━━ Supplied material

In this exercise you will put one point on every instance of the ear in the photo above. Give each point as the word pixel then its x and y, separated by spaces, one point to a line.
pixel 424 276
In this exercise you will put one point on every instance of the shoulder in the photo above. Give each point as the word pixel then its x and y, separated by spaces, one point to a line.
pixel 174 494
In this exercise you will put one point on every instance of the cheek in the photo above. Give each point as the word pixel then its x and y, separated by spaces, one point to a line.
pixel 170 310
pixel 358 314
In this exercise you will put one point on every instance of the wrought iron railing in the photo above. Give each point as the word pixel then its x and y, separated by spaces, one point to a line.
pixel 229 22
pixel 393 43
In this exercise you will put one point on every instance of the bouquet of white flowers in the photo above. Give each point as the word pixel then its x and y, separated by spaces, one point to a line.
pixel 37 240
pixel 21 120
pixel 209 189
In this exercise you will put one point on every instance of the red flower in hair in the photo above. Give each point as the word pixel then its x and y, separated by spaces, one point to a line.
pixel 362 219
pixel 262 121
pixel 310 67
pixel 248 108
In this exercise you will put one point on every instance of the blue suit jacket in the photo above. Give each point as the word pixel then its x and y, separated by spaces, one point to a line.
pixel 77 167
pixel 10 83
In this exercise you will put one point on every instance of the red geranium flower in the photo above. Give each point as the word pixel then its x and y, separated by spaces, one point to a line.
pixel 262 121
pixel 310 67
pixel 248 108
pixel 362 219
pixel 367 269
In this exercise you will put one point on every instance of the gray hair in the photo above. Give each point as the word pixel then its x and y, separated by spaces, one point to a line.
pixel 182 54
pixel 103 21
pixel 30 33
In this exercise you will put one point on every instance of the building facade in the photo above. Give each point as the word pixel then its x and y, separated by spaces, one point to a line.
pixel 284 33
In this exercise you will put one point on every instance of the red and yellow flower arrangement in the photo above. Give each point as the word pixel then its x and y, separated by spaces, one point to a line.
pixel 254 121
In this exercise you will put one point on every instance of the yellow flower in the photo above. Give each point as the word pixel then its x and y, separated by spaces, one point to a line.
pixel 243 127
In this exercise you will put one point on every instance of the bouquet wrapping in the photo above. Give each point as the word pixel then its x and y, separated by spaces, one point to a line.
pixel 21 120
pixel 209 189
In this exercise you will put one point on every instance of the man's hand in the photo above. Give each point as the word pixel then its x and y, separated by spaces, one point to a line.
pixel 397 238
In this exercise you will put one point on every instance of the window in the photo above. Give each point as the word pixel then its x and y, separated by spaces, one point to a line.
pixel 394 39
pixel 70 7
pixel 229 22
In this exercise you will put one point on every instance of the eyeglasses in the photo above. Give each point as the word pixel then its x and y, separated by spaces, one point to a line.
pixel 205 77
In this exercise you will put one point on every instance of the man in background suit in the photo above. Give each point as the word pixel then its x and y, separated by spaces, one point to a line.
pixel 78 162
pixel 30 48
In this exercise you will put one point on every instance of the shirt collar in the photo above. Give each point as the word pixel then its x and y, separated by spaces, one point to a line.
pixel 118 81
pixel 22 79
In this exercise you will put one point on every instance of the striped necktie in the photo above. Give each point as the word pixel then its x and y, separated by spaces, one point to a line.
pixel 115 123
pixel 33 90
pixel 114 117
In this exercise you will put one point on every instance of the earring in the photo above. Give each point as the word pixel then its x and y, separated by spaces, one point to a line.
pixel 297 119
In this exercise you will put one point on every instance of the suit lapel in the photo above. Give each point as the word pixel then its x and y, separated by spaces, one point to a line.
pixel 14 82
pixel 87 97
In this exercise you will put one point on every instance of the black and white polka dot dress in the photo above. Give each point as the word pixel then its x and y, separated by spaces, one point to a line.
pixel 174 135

━━━━

Problem statement |
Could you output all of the rows above again, word for word and in the same order?

Response |
In this exercise you will put one point on every instance of the ear in the photo above. Give each point as the word pixel then its x and y, separated by spaces, one point to a line.
pixel 424 276
In this exercise you will put one point on every instance of the shoulder in the photo above. Give each point as the word pixel then its x and y, separated by spaces, one point to a line.
pixel 174 494
In this exercise you will put one point on every instance of the cheek in the photo above. Give each point as the word pixel then its x and y, separated by spaces, one point to a line.
pixel 170 310
pixel 358 314
In this exercise you will put one point on every instance of the wrought iron railing in the photo above. Give each point as the word pixel then its x and y, separated by spaces, one point to a line.
pixel 229 22
pixel 393 43
In this exercise you will put one point on every instance of the bouquet of white flowers in the photo above. Give each point as the word pixel then its x and y, separated by spaces, one point to a line.
pixel 37 240
pixel 21 120
pixel 209 189
In this exercise you will put one point on every instance of the red flower in hair in the photo above. Give each point as the word pixel then its x and y, separated by spaces, one point to a line.
pixel 362 219
pixel 262 121
pixel 310 67
pixel 248 108
In this exercise you will put one point on every instance of the blue suit jacket in the photo above. Give each point as the word pixel then its x and y, separated by spaces, one point to a line.
pixel 77 167
pixel 10 83
In this exercise you will put one point on every instance of the red geranium flower in the photo above. Give each point as the word pixel then its x and y, separated by spaces, one point to a line.
pixel 262 121
pixel 310 67
pixel 248 108
pixel 362 219
pixel 367 269
In this exercise you will put one point on every instance of the gray hair in the photo above. Give each point as the word pixel then its x and y, separated by spaces, one point to a line.
pixel 182 54
pixel 103 21
pixel 30 33
In this exercise you will put one point on every instance of the building facade in the photo above. Give each point as the word pixel then its x and y, separated by spaces, one point to a line.
pixel 284 33
In this exercise you will put one point on every instance of the red and yellow flower arrangement in the photo above. Give each point as the word pixel then its x and y, separated by spaces, one point to a line.
pixel 254 121
In this exercise you will put one point on every instance of the yellow flower in the photo above. Give each point as the word pixel then its x and y, separated by spaces, one point to a line.
pixel 243 127
In this exercise you will put one point on every instance of the bouquet wrapping in the photo above. Give each point as the word pixel then its x and y, separated by spaces, one point to a line.
pixel 21 120
pixel 209 189
In this exercise you will put one point on every instance of the man's hand in the photo above. Give each point as the word pixel then its x and y, separated by spaces, one point to a line.
pixel 397 238
In this exercise you will put one point on every instance of the window in the photo above. Give each point as the word pixel then its x and y, separated by spaces, one point to a line.
pixel 394 39
pixel 70 7
pixel 229 22
In this exercise you will put one point on every instance of the eyeglasses in the photo above. Give each point as the word pixel then its x and y, separated by spaces, one point to a line.
pixel 205 77
In this exercise you will put one point on every instance of the man in background suit in the photo above. Give each point as the word pixel then its x and y, separated by spaces, one point to a line.
pixel 78 162
pixel 30 48
In this exercise you will put one point on every instance of the shirt collar in the photo above. Give each point as the word pixel then its x and y, separated by spaces, one point to a line.
pixel 118 81
pixel 22 79
In this exercise you will put one point on every instance of the striped necktie in the photo above. Give each point as the word pixel then its x and y, separated by spaces, one point to a line.
pixel 115 123
pixel 33 90
pixel 114 117
In this exercise you will put one point on every instance of the earring in the photo above. Give each point as the word pixel then its x and y, separated by spaces, one point to a line.
pixel 297 119
In this exercise you will put one point on every instance of the suit lapel in the photo above. Give each point as the word pixel then its x and y, separated by spaces, one point to a line.
pixel 14 82
pixel 87 97
In this exercise you will put one point on every instance of the black and white polka dot dress in the photo above. Give each point as the word pixel then its x and y, separated by spaces, one point to a line.
pixel 174 135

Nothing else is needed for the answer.